Stored items:
[BEGIN]

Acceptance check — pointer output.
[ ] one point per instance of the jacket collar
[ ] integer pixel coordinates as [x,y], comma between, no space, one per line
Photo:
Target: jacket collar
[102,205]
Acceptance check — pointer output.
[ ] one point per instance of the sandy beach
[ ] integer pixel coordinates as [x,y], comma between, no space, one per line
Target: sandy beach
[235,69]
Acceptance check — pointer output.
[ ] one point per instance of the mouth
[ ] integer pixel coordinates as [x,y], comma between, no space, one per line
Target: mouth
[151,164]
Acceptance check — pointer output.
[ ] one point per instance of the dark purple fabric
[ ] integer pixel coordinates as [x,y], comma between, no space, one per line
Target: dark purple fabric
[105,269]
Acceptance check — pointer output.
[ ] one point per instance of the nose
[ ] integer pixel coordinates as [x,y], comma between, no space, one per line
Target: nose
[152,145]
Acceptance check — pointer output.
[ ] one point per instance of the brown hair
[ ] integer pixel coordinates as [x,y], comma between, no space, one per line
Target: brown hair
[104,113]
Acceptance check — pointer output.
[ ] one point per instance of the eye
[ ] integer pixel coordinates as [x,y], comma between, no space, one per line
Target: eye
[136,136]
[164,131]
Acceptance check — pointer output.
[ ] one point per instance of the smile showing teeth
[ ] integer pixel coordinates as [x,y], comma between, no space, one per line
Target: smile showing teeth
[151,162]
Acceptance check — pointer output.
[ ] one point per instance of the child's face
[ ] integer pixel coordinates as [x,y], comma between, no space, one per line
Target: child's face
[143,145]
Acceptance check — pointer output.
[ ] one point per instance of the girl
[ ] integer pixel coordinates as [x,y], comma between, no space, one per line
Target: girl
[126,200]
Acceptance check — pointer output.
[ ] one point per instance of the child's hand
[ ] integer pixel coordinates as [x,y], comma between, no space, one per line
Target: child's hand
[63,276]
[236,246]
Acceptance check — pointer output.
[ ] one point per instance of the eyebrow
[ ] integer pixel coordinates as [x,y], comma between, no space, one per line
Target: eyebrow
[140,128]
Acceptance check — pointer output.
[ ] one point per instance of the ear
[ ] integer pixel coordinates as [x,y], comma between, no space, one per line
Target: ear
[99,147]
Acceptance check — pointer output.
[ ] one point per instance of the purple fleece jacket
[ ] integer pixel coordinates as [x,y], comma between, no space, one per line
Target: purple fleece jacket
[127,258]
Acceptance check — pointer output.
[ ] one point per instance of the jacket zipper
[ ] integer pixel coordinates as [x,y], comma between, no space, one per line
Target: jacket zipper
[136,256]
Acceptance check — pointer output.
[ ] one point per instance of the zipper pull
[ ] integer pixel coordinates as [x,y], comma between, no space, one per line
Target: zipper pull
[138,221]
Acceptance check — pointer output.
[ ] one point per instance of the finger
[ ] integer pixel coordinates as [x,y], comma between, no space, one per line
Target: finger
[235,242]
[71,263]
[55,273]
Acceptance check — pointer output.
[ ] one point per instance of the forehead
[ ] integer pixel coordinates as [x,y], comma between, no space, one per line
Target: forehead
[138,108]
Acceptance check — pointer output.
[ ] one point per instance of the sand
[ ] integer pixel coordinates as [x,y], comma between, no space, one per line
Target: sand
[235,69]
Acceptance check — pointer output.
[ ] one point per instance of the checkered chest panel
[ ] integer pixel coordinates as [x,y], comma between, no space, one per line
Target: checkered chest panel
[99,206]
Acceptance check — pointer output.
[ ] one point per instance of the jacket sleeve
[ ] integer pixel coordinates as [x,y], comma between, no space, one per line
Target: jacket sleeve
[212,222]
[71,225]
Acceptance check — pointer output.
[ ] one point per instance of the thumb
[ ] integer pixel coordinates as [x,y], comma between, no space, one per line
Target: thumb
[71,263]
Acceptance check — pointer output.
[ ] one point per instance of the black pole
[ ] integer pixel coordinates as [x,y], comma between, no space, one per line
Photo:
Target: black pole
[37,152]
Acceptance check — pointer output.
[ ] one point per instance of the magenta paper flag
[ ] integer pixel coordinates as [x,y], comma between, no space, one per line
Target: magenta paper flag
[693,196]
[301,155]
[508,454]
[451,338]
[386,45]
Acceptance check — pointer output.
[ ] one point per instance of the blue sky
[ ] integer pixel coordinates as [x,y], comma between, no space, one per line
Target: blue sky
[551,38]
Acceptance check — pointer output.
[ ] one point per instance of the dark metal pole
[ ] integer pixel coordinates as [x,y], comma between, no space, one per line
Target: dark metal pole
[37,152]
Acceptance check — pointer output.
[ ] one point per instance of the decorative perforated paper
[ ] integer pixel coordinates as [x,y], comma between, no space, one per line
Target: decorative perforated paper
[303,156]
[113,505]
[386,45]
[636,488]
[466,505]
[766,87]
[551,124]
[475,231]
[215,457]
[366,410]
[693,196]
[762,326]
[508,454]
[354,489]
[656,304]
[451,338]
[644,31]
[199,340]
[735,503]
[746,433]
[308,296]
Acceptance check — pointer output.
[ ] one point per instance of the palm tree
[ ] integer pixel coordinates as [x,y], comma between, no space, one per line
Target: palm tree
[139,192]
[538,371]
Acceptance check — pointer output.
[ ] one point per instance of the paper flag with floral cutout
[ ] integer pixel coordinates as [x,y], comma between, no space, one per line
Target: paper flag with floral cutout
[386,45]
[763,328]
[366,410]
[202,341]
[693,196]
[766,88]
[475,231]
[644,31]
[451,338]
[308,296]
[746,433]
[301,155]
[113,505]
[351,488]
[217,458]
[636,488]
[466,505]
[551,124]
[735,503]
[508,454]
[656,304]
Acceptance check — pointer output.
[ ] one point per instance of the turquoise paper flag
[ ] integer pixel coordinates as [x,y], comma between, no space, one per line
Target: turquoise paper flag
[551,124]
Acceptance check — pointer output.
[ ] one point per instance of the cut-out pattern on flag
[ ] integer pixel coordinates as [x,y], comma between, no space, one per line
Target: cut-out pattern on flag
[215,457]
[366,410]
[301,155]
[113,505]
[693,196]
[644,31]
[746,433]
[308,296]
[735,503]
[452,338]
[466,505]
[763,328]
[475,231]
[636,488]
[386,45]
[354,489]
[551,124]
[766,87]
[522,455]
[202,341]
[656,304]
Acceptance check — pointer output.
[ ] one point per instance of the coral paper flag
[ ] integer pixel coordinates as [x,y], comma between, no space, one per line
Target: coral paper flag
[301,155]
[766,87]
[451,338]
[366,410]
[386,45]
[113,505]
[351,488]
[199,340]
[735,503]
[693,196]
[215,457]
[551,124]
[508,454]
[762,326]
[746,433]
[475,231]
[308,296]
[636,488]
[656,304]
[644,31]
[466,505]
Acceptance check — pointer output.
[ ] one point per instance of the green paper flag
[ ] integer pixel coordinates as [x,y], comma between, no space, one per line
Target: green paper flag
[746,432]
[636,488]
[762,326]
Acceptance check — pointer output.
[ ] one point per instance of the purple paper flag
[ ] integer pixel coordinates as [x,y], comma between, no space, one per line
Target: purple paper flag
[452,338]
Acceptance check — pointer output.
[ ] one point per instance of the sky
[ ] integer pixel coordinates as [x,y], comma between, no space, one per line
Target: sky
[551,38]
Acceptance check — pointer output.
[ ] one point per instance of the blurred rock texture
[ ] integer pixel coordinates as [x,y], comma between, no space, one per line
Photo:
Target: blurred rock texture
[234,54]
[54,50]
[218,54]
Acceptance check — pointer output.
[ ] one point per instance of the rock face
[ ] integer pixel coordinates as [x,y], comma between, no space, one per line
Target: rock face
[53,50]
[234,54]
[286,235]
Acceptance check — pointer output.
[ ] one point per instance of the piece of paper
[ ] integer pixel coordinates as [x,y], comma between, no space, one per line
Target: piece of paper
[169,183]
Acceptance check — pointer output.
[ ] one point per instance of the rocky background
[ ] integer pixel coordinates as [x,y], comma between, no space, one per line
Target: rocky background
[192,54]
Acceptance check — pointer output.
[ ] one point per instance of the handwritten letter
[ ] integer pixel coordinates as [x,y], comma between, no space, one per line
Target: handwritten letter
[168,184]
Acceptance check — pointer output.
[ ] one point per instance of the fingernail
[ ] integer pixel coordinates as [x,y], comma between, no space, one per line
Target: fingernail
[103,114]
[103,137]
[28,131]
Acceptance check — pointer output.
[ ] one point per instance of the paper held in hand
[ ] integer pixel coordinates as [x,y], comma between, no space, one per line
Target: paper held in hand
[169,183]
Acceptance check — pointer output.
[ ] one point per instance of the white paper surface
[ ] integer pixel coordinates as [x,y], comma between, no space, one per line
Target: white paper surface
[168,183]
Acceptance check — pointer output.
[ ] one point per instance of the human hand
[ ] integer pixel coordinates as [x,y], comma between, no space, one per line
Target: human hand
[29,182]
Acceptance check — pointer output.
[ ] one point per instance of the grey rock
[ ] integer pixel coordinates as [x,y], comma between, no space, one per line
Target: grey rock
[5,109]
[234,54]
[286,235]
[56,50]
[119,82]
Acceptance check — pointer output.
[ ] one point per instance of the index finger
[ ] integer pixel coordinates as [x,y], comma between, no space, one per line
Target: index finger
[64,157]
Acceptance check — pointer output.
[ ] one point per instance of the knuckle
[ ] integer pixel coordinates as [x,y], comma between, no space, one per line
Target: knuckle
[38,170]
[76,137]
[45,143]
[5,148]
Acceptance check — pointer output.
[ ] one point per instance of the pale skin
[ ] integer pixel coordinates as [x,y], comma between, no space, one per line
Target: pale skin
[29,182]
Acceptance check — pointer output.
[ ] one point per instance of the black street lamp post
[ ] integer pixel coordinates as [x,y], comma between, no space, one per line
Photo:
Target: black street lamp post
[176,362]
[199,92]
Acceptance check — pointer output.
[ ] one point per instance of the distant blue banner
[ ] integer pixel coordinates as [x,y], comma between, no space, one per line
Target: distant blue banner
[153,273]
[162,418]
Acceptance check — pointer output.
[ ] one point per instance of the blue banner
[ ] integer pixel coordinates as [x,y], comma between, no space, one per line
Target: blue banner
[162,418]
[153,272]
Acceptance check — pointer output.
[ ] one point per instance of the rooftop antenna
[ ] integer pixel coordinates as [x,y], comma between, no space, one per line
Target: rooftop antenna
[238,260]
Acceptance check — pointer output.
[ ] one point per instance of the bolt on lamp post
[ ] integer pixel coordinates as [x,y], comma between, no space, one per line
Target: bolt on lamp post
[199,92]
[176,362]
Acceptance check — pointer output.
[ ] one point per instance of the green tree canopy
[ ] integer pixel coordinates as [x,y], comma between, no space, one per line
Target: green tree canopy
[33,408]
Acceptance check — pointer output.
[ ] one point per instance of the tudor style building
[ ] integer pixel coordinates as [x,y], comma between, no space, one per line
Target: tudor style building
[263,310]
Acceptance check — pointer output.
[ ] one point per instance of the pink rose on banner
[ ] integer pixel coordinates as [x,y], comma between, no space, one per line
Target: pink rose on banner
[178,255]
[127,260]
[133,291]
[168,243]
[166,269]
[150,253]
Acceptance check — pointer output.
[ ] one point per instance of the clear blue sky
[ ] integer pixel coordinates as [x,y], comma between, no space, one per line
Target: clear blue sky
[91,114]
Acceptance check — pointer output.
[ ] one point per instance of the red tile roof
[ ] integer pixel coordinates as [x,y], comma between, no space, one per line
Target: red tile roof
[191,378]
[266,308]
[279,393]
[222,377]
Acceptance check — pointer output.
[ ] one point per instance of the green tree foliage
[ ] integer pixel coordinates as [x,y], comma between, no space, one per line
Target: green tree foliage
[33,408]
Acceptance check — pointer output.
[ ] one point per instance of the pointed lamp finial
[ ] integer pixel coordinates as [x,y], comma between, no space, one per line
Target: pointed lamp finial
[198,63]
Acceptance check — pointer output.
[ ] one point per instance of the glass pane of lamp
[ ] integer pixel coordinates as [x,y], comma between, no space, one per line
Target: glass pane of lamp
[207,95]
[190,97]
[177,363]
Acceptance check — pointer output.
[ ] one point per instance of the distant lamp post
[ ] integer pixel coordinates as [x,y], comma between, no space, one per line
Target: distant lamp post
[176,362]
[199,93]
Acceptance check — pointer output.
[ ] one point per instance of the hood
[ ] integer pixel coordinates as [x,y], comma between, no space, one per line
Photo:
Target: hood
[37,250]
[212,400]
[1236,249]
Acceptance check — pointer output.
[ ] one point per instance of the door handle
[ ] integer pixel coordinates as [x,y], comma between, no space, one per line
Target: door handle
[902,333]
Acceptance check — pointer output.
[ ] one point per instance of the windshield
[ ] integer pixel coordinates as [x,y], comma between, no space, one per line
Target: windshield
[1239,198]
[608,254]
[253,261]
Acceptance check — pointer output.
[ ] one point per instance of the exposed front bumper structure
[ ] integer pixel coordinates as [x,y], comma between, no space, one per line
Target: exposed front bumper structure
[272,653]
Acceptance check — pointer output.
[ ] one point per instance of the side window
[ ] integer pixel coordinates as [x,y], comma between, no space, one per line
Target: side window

[END]

* [Request] Extract every line of the rows above that contains the word "foliage", and copy each one in full.

* [Exercise result]
[ ] one point per instance of the green tree foliage
Target: green tree foliage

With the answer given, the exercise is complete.